◆ **Given data**:
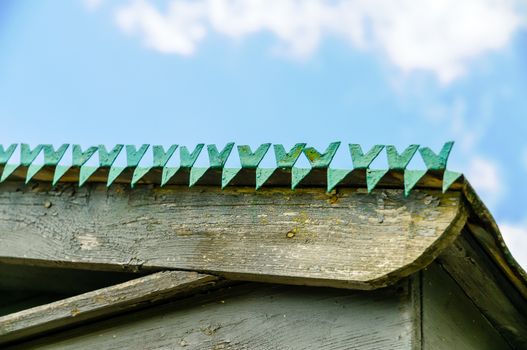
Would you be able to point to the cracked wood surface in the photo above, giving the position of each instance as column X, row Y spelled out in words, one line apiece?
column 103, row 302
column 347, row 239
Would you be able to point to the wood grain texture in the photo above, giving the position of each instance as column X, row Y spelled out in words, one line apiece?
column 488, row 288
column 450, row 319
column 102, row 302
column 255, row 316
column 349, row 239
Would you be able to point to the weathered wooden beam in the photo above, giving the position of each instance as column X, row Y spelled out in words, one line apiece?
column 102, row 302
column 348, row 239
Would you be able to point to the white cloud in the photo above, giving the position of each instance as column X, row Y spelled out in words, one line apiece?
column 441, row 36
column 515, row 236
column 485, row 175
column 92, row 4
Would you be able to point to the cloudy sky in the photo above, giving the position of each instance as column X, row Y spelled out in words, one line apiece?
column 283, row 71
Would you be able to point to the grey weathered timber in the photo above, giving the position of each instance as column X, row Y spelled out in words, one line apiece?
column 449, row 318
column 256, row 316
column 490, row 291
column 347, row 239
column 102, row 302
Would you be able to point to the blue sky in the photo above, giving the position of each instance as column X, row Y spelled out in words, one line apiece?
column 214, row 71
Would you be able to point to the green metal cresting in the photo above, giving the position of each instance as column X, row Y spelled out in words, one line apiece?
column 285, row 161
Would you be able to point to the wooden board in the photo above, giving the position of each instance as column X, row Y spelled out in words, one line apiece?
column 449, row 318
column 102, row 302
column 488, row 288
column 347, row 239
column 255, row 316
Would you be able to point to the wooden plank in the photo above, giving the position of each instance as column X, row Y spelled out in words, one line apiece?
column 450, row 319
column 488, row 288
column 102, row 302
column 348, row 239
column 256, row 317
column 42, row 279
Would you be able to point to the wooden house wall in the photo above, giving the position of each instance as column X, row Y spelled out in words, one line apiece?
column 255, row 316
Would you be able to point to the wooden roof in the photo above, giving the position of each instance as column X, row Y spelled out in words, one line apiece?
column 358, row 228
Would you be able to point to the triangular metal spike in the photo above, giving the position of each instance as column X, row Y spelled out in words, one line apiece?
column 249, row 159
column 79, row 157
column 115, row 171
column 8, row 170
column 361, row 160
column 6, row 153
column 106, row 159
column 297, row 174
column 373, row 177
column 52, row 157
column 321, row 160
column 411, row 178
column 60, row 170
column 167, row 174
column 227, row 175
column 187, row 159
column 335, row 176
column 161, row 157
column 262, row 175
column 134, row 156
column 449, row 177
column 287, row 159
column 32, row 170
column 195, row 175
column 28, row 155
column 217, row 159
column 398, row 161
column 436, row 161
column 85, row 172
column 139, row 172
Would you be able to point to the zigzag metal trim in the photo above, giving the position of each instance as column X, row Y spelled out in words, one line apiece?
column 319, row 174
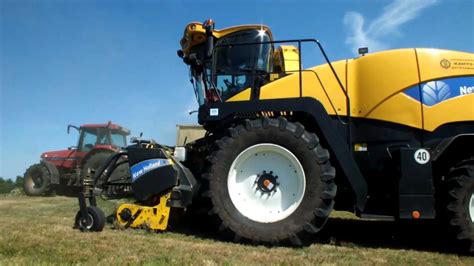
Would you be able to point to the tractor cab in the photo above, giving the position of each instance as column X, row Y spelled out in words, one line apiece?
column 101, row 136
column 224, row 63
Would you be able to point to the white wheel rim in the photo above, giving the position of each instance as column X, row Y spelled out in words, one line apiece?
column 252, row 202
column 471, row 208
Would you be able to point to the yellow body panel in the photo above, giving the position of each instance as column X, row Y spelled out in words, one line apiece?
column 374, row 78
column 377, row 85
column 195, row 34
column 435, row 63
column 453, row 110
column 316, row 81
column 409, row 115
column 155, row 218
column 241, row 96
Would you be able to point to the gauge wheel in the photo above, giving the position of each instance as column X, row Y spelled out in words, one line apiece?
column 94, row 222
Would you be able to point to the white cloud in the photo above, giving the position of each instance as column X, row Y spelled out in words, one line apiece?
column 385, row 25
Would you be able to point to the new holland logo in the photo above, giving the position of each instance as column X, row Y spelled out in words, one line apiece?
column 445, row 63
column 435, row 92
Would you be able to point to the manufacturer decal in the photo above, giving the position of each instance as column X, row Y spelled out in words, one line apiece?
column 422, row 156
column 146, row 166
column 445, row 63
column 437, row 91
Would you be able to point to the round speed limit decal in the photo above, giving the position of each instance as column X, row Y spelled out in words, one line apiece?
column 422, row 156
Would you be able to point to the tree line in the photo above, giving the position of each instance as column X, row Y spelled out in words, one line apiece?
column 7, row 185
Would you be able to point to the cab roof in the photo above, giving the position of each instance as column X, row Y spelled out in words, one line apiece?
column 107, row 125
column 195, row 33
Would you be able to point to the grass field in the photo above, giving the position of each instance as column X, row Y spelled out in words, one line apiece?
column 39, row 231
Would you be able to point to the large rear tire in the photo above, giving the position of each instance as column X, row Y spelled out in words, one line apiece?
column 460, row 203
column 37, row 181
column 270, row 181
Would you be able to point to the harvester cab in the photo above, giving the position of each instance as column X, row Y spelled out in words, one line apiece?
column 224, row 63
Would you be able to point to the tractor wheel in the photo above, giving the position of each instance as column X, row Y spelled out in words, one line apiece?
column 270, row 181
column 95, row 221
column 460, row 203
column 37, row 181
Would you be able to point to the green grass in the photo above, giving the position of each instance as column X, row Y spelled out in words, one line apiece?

◆ **Exercise details**:
Omit the pictures, then copy out all the data exactly as it stands.

◆ **Solution**:
Would you be able to point to the cracked wood surface in the photo above, giving the position of each instance as column X, row Y spelled out in words, one line apiece?
column 103, row 302
column 347, row 239
Would you be able to point to the wood grain texture in the photo above, giving the position of each instance as column X, row Y spelled out in words, one line apiece?
column 488, row 288
column 450, row 319
column 102, row 302
column 255, row 316
column 349, row 239
Would you be able to point to the weathered wooden beam in the photo above, giving the position of each instance as column X, row Y spelled out in words, one line apiece?
column 102, row 302
column 348, row 239
Would you be able to point to the white cloud in the photo above, giving the position of each instance as column X, row Y spelled out in words, one line apiece?
column 441, row 36
column 515, row 236
column 485, row 175
column 92, row 4
Would you be able to point to the cloudy sky in the photo above, giving the position of each instance as column X, row Y spelled out in words, one line apiece?
column 283, row 71
Would you be able to point to the grey weathered timber in the photo above, giving the position of each instance as column X, row Y spelled out in words, one line apiece?
column 449, row 318
column 256, row 316
column 490, row 291
column 347, row 239
column 102, row 302
Would you be able to point to the blue sky in the photo above, giving the position of each instance as column X, row Y spelled out in words, one line apiece?
column 214, row 71
Would you be able to point to the green metal cresting in the photo above, giving the position of each instance as column X, row Y spelled out in words, one line apiece?
column 285, row 161
Would you be able to point to the wooden board in the photo above, giving the position of each instance as column X, row Y spelled out in words, one line apiece?
column 449, row 318
column 102, row 302
column 488, row 288
column 347, row 239
column 255, row 316
Would you be able to point to the wooden plank in the photo above, giving the position of each instance as column X, row Y spelled out in words, one line apiece?
column 450, row 319
column 488, row 288
column 102, row 302
column 348, row 239
column 256, row 317
column 42, row 279
Would you be able to point to the wooden house wall in the photo above, giving the position of each instance as column X, row Y spelled out in words, one line apiece?
column 255, row 316
Would you be able to point to the wooden roof in the photo above, giving the position of each instance as column X, row Y spelled out in words, one line apiece?
column 358, row 228
Would you be able to point to the triangular metal spike in the photo above, giving the position of each instance as column X, row Y spelled out in words, one line apiece?
column 249, row 159
column 79, row 157
column 115, row 171
column 8, row 170
column 361, row 160
column 6, row 153
column 106, row 159
column 297, row 174
column 373, row 177
column 52, row 157
column 321, row 160
column 411, row 178
column 60, row 170
column 167, row 174
column 227, row 175
column 187, row 159
column 335, row 176
column 161, row 157
column 262, row 175
column 134, row 156
column 449, row 177
column 287, row 159
column 32, row 170
column 195, row 175
column 28, row 155
column 217, row 159
column 398, row 161
column 436, row 161
column 85, row 172
column 139, row 172
Would you be able to point to the zigzag metal trim in the photo above, giving the position of each instance as column X, row Y spelled out in words, one line apiece?
column 319, row 174
Would you be able to point to the tractor cab in the photo above, giving the position of each instance as column X, row Y spelled out in words, one line apiece?
column 101, row 136
column 224, row 63
Would you be able to point to the white wheel rim in the photo above, giving the position of each instance as column X, row Y spelled out in words, one line apiece?
column 252, row 202
column 471, row 208
Would you be able to point to the yellow body panel in the photo above, giving the position of each instance as column X, row Y spelled out in words, one line apiece?
column 374, row 78
column 377, row 85
column 195, row 34
column 435, row 63
column 453, row 110
column 316, row 81
column 409, row 115
column 155, row 218
column 241, row 96
Would you be able to point to the gauge wheel in the photo above, giving the position of each instance as column X, row Y spelled out in words, one line apiece?
column 94, row 222
Would you be able to point to the white cloud in the photo above, giving the position of each instance as column X, row Y spelled out in words, one line apiece?
column 385, row 25
Would you be able to point to the new holland logo in the photo above, giving the position of each instance as column X, row Y spelled out in words, one line apiece?
column 445, row 63
column 435, row 92
Would you be able to point to the manufacturer decal in the photo above, giving the position of each instance as column X, row Y spelled out in words, one line apiece?
column 422, row 156
column 146, row 166
column 445, row 63
column 437, row 91
Would you be able to point to the round speed limit decal in the photo above, giving the position of each instance as column X, row Y spelled out in words, one line apiece?
column 422, row 156
Would you be able to point to the tree line in the photo above, giving the position of each instance as column X, row Y spelled out in words, one line apiece?
column 7, row 185
Would you be able to point to the cab roof in the photo above, giving the position of each instance as column X, row Y spelled out in words, one line apiece?
column 107, row 125
column 195, row 33
Would you be able to point to the grass field in the photo above, giving the position of each instance as column X, row Y spelled out in words, one line apiece?
column 39, row 231
Would you be able to point to the large rear tire in the photo above, giving the position of each instance as column X, row Y spelled out in words, one line apiece?
column 460, row 203
column 37, row 181
column 270, row 181
Would you be able to point to the harvester cab in the photo above, giving the position of each instance as column X, row Y spelled out in words, one line apiece?
column 224, row 63
Would you be able to point to the tractor wheel in the photo above, giving the position of each instance as column X, row Y spelled out in words, one line apiece?
column 270, row 181
column 95, row 221
column 460, row 203
column 37, row 181
Would you be able to point to the green grass in the photo above, giving the position of each instance as column X, row Y spelled out in words, one line apiece?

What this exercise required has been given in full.